▶ Provided data:
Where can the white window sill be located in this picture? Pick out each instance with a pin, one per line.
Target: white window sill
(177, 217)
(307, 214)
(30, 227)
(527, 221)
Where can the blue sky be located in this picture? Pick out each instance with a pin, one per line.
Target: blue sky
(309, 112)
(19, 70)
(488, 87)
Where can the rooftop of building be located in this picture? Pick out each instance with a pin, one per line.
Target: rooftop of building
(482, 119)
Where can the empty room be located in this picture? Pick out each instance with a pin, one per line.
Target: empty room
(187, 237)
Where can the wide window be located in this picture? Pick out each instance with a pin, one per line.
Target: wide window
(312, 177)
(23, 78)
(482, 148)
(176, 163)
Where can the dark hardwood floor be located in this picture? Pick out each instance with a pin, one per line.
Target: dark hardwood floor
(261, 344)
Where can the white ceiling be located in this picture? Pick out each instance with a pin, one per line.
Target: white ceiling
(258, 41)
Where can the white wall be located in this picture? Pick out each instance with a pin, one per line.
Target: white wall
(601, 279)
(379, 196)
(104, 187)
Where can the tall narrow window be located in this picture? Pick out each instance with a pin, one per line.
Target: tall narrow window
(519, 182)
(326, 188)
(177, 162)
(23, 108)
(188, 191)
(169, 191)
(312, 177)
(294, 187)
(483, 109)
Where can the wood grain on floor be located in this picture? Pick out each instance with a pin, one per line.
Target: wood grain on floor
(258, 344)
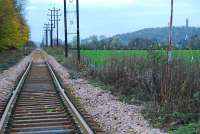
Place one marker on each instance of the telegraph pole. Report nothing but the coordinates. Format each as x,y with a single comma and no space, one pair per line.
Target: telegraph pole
65,24
52,14
46,29
170,47
78,31
57,24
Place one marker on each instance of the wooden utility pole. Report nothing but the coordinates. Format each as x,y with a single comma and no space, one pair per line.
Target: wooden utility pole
78,31
46,29
51,25
170,47
65,24
56,23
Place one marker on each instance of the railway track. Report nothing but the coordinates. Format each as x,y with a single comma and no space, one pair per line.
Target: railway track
39,105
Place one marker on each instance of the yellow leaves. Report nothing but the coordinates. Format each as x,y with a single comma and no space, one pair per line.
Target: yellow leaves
14,32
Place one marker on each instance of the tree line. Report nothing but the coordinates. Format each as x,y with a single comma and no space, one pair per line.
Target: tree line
14,31
94,42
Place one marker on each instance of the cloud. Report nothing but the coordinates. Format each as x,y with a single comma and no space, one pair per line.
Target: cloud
99,3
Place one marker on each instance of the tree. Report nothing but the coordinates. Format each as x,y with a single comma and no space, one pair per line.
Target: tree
14,32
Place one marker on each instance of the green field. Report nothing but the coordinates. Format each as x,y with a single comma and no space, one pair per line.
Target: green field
100,56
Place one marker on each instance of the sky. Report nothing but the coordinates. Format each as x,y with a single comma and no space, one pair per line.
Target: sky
111,17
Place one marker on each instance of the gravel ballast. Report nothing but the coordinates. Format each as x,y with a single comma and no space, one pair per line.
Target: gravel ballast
8,79
112,115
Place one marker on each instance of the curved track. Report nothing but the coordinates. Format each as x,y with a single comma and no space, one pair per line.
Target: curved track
39,106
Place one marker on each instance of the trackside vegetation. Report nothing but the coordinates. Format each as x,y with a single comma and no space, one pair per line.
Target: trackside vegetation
14,31
169,93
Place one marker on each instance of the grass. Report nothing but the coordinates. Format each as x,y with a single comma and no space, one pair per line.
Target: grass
181,122
100,56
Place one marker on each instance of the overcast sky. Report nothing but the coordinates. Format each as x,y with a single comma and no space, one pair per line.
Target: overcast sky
110,17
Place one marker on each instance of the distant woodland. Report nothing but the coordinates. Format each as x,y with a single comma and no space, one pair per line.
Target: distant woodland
14,31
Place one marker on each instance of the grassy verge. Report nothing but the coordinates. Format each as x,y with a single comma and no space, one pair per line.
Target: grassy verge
171,98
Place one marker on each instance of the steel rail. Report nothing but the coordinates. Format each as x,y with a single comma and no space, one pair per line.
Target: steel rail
11,103
84,126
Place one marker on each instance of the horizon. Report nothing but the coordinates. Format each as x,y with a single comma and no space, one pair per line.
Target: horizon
97,18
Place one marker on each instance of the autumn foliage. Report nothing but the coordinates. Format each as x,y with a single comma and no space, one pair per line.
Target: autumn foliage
14,32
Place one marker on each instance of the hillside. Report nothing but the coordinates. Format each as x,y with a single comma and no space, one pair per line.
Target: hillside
161,34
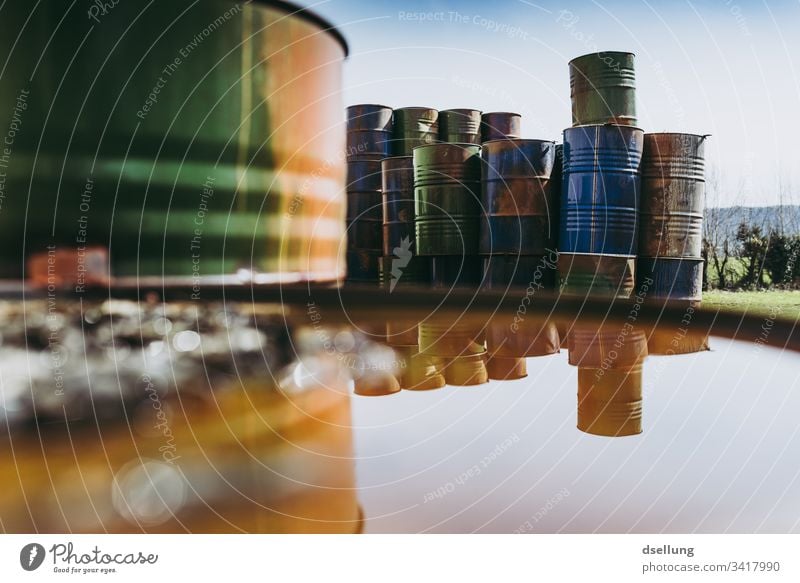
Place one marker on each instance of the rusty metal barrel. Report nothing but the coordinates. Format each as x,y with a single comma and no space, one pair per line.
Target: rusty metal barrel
497,125
364,221
460,126
673,195
400,264
193,167
670,278
414,126
369,131
447,205
603,89
500,368
610,401
518,199
466,371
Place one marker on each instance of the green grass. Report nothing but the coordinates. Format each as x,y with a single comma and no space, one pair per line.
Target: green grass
777,303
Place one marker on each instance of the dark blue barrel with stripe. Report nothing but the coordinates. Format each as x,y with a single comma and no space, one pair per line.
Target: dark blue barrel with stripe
601,189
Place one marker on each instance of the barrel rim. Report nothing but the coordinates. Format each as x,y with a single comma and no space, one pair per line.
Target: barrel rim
602,125
461,110
462,145
403,157
416,108
703,136
483,113
517,140
309,15
595,53
614,255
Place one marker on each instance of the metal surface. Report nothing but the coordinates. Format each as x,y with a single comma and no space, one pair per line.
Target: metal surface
673,195
610,401
601,190
414,126
591,275
460,126
185,157
398,205
679,279
519,202
496,125
611,346
466,371
369,131
447,204
603,89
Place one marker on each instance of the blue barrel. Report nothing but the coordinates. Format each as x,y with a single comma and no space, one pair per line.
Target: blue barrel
601,189
672,278
520,206
369,131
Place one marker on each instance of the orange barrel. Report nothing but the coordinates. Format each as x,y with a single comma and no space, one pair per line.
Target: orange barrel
465,371
610,401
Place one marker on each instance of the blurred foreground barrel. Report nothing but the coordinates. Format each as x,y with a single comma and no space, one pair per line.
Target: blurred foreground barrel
603,89
460,126
184,159
400,264
496,125
414,126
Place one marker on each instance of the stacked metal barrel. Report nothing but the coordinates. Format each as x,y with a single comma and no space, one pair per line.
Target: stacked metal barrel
671,223
369,138
599,236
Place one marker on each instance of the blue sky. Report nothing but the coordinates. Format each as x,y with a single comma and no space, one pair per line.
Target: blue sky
730,68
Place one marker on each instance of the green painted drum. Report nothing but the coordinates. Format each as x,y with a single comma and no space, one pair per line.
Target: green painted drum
603,89
192,140
447,199
414,126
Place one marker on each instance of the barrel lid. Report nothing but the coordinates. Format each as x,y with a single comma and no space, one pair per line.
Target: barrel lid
310,16
704,136
601,52
603,125
369,104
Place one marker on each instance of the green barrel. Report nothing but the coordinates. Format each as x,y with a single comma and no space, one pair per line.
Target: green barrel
460,126
414,126
603,89
447,199
190,139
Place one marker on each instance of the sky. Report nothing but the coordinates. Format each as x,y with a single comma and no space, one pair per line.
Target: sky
729,68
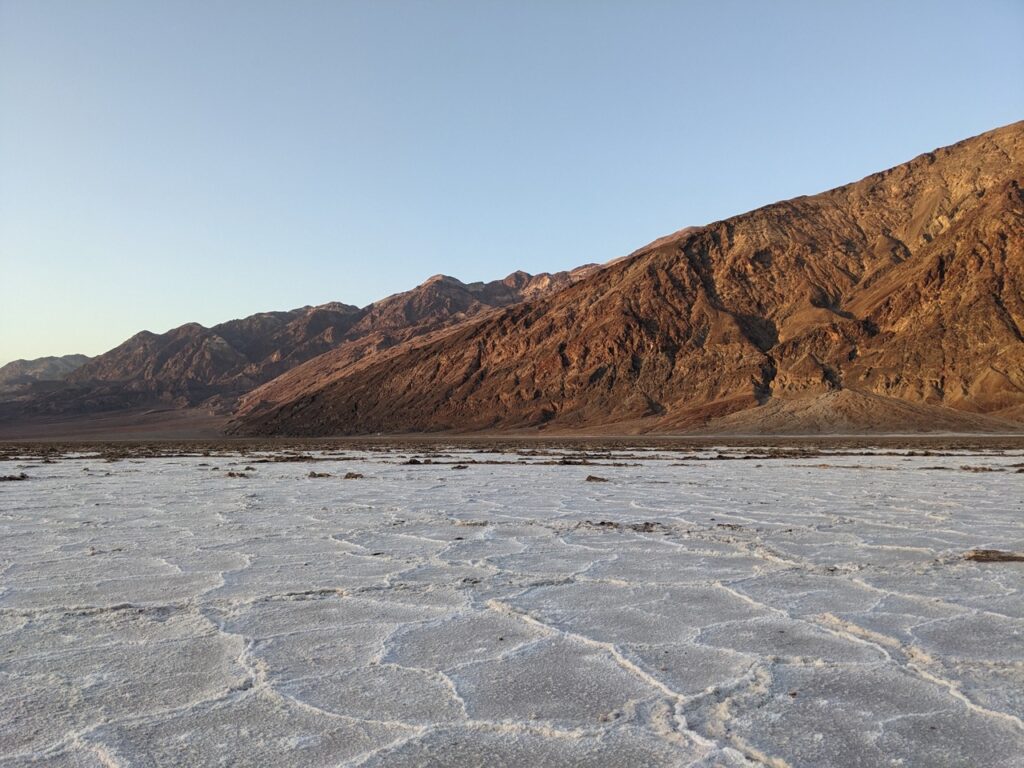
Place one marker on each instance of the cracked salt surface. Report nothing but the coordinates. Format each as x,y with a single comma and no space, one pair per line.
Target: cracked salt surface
689,612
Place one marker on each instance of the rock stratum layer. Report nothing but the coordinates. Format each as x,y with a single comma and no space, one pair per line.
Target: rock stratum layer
893,303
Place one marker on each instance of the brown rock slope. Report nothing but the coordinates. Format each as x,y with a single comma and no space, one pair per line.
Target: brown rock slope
192,365
893,303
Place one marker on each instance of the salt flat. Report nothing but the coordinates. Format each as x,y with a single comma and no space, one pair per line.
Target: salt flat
732,607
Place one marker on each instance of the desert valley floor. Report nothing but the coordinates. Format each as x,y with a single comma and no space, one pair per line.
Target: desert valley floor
513,606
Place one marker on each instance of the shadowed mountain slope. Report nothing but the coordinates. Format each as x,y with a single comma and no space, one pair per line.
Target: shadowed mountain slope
193,365
893,303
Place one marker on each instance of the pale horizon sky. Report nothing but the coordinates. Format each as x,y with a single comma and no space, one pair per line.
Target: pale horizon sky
172,162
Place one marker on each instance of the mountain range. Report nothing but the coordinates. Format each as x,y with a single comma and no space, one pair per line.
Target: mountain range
894,303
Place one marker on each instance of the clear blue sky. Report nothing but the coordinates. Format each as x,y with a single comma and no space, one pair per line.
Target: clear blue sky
166,162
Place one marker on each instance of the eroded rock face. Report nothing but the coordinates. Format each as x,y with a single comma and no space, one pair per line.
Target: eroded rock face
892,303
19,375
194,365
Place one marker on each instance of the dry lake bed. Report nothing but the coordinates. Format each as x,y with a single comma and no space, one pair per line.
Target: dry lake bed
636,606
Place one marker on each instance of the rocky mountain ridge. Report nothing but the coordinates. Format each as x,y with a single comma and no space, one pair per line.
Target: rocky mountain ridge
893,303
195,366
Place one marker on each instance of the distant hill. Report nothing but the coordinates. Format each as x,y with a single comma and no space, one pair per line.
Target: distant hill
15,377
894,303
194,366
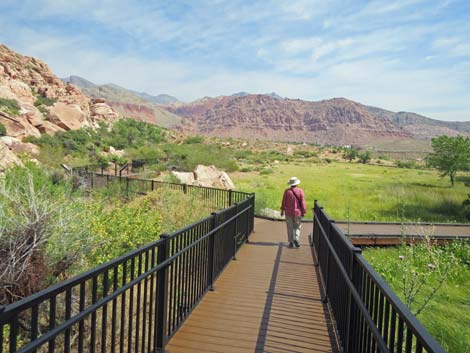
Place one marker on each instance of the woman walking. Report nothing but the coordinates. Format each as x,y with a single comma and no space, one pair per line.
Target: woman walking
294,208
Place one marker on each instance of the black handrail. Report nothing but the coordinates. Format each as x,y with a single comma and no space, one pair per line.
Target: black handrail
368,314
138,301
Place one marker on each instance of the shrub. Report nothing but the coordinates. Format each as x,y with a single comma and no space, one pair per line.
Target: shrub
41,231
364,157
407,164
10,106
305,154
194,139
3,130
41,100
266,171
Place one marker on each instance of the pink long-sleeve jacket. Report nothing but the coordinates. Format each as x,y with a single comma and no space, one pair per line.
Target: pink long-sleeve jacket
290,205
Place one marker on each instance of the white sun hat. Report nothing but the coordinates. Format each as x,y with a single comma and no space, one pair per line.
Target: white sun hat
293,181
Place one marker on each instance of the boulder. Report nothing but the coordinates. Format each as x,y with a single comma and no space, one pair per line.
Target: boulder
7,157
26,147
210,176
113,151
10,140
67,117
185,177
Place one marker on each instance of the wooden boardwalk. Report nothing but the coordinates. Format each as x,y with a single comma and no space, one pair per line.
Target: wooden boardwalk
268,300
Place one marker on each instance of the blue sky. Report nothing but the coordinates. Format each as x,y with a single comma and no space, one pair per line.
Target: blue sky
411,55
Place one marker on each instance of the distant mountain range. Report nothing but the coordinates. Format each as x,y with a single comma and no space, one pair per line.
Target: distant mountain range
336,121
139,105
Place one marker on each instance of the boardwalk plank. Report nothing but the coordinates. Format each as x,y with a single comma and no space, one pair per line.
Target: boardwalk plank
268,300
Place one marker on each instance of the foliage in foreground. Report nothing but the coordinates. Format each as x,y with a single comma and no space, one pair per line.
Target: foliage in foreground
408,272
49,232
355,191
450,155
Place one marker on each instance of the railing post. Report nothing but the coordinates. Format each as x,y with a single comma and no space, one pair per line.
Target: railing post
235,236
211,259
349,327
162,296
328,257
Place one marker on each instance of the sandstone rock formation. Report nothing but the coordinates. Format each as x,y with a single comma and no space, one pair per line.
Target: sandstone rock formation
46,104
207,176
336,121
7,157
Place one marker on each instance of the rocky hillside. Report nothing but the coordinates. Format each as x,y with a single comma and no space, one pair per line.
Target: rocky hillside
334,121
34,101
141,106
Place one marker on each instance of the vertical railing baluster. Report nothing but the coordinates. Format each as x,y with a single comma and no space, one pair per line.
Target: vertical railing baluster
138,306
122,328
81,324
144,304
162,296
34,325
94,296
114,310
104,316
68,313
131,308
52,315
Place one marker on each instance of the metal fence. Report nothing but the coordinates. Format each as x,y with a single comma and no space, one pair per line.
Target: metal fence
137,302
369,316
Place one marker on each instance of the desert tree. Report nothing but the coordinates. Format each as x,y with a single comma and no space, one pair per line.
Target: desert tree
350,154
450,155
365,157
41,232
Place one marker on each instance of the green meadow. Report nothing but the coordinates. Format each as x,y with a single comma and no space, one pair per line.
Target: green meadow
447,316
362,192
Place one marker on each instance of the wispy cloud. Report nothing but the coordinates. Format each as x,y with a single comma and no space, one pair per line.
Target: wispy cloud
400,55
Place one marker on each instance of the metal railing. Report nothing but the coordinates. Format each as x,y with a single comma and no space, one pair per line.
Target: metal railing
137,302
368,314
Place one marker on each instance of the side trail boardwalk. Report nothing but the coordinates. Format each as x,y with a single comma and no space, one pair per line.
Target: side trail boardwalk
268,300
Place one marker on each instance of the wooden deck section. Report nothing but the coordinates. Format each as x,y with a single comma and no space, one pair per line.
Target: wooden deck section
268,300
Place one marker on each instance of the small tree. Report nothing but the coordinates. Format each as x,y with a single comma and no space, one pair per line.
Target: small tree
3,130
450,155
365,157
350,154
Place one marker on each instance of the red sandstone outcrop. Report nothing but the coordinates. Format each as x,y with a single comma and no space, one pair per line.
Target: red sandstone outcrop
27,81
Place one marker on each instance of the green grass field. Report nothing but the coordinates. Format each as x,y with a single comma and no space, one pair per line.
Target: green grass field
447,316
353,191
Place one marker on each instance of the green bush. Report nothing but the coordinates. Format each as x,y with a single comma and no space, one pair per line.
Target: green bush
193,139
3,130
305,154
10,106
407,164
266,171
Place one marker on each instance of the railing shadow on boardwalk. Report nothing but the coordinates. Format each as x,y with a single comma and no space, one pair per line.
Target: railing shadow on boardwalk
267,301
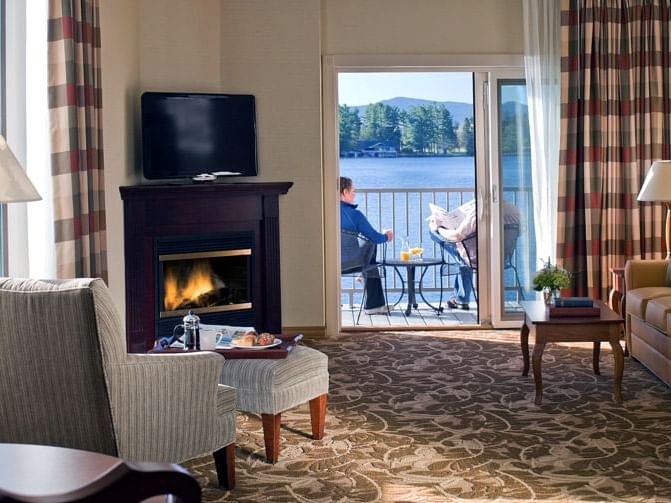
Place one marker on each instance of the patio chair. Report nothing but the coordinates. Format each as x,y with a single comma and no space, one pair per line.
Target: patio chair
511,233
357,254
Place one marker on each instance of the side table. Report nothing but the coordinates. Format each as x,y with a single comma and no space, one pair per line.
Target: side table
48,473
617,297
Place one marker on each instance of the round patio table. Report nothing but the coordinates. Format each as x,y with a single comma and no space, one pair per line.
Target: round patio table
411,267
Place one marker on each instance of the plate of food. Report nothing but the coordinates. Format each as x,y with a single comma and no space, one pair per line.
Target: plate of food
252,340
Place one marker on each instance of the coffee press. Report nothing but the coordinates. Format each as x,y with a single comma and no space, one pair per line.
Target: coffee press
191,326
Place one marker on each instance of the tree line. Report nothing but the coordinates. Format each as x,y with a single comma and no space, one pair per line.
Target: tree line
422,130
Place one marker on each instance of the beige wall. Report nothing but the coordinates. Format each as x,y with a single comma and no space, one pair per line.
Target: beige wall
423,27
120,74
274,53
272,49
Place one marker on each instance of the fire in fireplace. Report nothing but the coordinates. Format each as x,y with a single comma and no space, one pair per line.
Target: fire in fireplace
206,282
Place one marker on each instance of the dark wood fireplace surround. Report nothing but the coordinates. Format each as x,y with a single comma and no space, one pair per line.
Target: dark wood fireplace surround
155,211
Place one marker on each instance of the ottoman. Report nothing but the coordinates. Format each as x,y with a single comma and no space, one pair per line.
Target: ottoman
270,386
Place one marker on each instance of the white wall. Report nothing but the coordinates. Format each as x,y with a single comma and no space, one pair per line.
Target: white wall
272,49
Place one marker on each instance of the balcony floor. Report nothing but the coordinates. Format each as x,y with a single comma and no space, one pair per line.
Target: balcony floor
422,317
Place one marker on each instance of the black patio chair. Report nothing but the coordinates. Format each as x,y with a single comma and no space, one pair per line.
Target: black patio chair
356,259
511,233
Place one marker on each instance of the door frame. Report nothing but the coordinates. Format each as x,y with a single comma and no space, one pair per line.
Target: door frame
498,319
332,65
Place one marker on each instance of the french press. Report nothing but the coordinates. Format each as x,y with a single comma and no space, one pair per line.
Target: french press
191,327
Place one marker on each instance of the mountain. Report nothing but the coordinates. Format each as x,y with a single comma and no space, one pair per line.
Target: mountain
458,109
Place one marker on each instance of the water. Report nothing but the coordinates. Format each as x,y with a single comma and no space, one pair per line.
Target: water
437,173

▶ Aim of the exercise: Starting at the line that contains "Place one marker on each instance of the water.", write out every line through the end of the entries, exactly and with nothing added.

▶ Response area:
Place one marker on each instance of the water. Report nothing but the coordinates. Format each as x,y with a single comma and no space, one pair per line.
Target: water
437,173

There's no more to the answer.